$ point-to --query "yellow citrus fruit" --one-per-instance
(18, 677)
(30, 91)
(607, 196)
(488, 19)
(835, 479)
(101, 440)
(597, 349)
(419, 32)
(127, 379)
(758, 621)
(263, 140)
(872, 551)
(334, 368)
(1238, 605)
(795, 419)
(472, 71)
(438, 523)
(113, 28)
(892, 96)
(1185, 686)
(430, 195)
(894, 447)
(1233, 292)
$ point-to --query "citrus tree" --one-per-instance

EXERCISE GOAL:
Copy out the full listing exactly.

SOLUTION TO THIS EXERCISE:
$ point-to --query "yellow citrus fruit" --one-per-instance
(18, 677)
(30, 91)
(607, 196)
(488, 19)
(835, 479)
(101, 440)
(597, 349)
(419, 32)
(127, 379)
(758, 621)
(263, 140)
(872, 551)
(334, 368)
(1238, 605)
(795, 419)
(472, 71)
(438, 523)
(113, 28)
(892, 96)
(1185, 686)
(430, 195)
(894, 447)
(1233, 292)
$ point-to --query "citrus tree" --one-per-instance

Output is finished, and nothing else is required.